Short problem a: Please duplicate everything in the records from the line containing "of the wooden" down through their final line, including both of those lines.

Text shown:
===

1. Device to empty containers of different design, such as garbage containers of different systems, into a pour-in opening by means of a lifting-tilting mechanism which is equipped with carrying elements for holding the container during the emptying process and for gripping the under-sides of existing projecting parts of the container, said lifting-tilting mechanism having an upwardly movable tilt support provided with an abutment adapted for engagement with the container wall, said abutment being mounted so as to be spaced below said carrying elements and said lifting-tilting mechanism having at least one locking mechanism to secure the container against dislodgement of its projecting parts from said carrying elements and pivotal dislodgement of the container wall from the tilt support abutment, characterized in that there is provided on the tilt support (23) at least one gripper (37) adapted as an additional carrying element and at least one additional locking mechanism (41) adapted as a lock, said gripper (37) being movable from a gripping position in which it projects from the tilt support (23) towards a container (50, 55, 60) to a passive, retracted position into which it is elastically received, said additional locking mechanism (41) containing at least one locking hook (44) which is movably mounted with respect to the tilt support (23) and advanceable in the space located between the abutment (34) and the gripper (37) by means of an actuating mechanism (46) controlled by the motion of the tilt support (23) whereby said hook (44) can be moved during the emptying process into an existing hook seat (56, 58) on the container wall at a location opposite to the tilt support (23), and in that said actuating mechanism (46) includes a selector means for selectively allowing the locking hook to operate in an operative or an inoperative mode.

2. A device according to claim 1, characterized in that the gripper (37) is provided with a switch actuator (67) which constitutes the said selector means.

3. A device according to claim 2, characterized in that the switch actuator (67), the selector means, and/or the actuating mechanism (46) of the additional locking mechanism (41) are adapted to be selectively separable in their mutual interactive connection.

===

Data in this exercise:
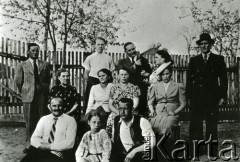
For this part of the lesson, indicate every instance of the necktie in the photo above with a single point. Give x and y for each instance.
(36, 76)
(205, 58)
(53, 130)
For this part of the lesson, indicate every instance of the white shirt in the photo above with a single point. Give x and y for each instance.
(31, 60)
(64, 137)
(99, 97)
(125, 135)
(96, 62)
(165, 86)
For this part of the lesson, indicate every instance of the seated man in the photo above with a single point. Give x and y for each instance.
(129, 134)
(54, 136)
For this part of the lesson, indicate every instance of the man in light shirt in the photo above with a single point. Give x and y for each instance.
(95, 62)
(32, 78)
(129, 134)
(54, 136)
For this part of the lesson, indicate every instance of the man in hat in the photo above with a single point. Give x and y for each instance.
(32, 78)
(206, 89)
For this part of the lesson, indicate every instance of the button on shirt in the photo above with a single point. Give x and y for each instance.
(125, 135)
(31, 60)
(99, 97)
(64, 137)
(166, 86)
(96, 62)
(206, 54)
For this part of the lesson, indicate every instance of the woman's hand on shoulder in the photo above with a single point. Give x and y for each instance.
(152, 114)
(171, 113)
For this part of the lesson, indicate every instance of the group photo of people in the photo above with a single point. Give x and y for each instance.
(119, 81)
(144, 102)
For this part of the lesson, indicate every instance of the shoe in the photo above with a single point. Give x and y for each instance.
(25, 151)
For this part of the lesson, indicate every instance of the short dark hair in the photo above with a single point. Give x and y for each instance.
(29, 45)
(100, 38)
(164, 54)
(54, 97)
(125, 69)
(169, 68)
(128, 101)
(126, 44)
(108, 73)
(93, 113)
(61, 70)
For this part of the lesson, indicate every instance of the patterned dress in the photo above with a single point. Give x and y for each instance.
(69, 96)
(116, 93)
(165, 101)
(94, 147)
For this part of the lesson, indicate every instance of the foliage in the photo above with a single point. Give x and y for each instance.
(219, 18)
(68, 22)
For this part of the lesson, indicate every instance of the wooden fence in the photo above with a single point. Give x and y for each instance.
(12, 52)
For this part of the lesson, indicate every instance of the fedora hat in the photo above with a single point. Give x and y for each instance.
(205, 36)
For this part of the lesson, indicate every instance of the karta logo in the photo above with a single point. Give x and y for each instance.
(182, 152)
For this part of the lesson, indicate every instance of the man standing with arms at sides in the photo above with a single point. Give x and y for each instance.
(95, 62)
(54, 136)
(206, 89)
(139, 71)
(32, 77)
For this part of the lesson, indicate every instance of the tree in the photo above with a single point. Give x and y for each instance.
(219, 18)
(68, 22)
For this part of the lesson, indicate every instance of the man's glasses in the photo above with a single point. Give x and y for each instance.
(202, 44)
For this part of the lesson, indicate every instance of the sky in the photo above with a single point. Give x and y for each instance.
(149, 21)
(155, 21)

===

Short problem b: Pick up the patent claims for the container-emptying device after their last sentence and continue them.

Final result a:
For this part of the lesson, indicate every instance of the wooden fence in the photo above with a single point. Give x and y for each instance.
(12, 52)
For this part of the lesson, indicate every instance of the fedora hat in the photo above with a single point. Give x and y for each instance.
(205, 36)
For this part of the lesson, indicate every instance of the karta logo in the photo above with a single point. Give x and y for each instance.
(182, 152)
For this part of the lesson, indicate every instance of the man standing with arms at sides in the photo above with a single point. Give x and y for each instance.
(95, 62)
(54, 136)
(206, 89)
(139, 71)
(32, 77)
For this part of the lesson, indicate every instance of the tree in the photo above with a single point. Give x and y for each instance.
(219, 18)
(68, 22)
For this part of the lesson, indicate every instance of the man's glasses in the photo above with a single point. Give x and y for each instance.
(202, 44)
For this part of the lesson, indicate every instance of the sky in the photo above with a single point. Give x and y for each instance.
(149, 21)
(155, 21)

Final result b:
4. A device according to claim 1, characterized in that the gripper (37) is mounted so as to be pivotable about a horizontal shaft (38), against its own weight thereon from its gripping position in which it projects from the tilt support (23) into its passive position in which it is retracted to the tilt support (23).

5. A device according to claim 1, characterized in that the gripper (37) is adapted and mounted to grip a handle-like element (59) provided on the wall of the container (55, 60) to be emptied.

6. A device according to claim 1, characterized in that the additional locking mechanism (41) contains a locking lever (43) pivotable about a horizontal shaft (42) and further contains an actuating rod (48) linked to said locking lever.

7. A device according to claim 6, characterized in that the actuating rod (48) is guided so as to be axially movable in an element (49) which approaches the bearing (42) of the locking lever (43) during the upward motion of the tilt support (23), and in that an adjustable settable member (63) is provided to selectively block the axial motion of the actuating rod (48).

8. A device according to claim 7, characterized in that the tilt support (23) is mounted on a pivot arm (21) for its upward movement by means of a four-jointed guide (24, 25) and that the locking lever (43) is mounted in the lower area of the tilt support (23), said element which approaches the bearing of the locking lever (43) during the upward motion of the tilt support (23) comprising a cross bar (49) attached to an upper portion of said four-jointed guide (24) and having a transverse guide hole (61) for said actuating rod (48); said settable member comprising a sleeve (63) which is movable on the cross bar (49) and which in one of its positions closes the top of the guide hole (61) upwardly.

9. A device according to claim 1, characterized in that the additional locking mechanism (41) includes a locking lever (82) which carries the locking hook, and in that the actuating mechanism (46) of the additional locking mechanism (41) contains a linkage (81) equipped with an elastically resilient force transmission element, to derive the actuating motions of said locking lever (82) and locking hook (44) from the motions of the tilt support (23), and in that a counterlocking device (84,85) is provided for the locking lever (82) which supports the locking hook (44).

10. A device according to claim 1, characterized in that the actuating mechanism for the additional locking mechanism (41) has a locking lever (86) with a gravity arm (87) carrying the locking hook (44), and in that a counterlocking device (89 to 92) is provided for the locking lever (86) which supports the locking hook (44).

11. A device according to claim 10, characterized in that the counterlocking device (89 to 92) contains a counterlocking lever (84, 88) in the manner of a detent pawl pivotally mounted to the tilt support (23) about a shaft parallel to the pivot shaft of the locking lever (82, 86) which supports the locking hook (44).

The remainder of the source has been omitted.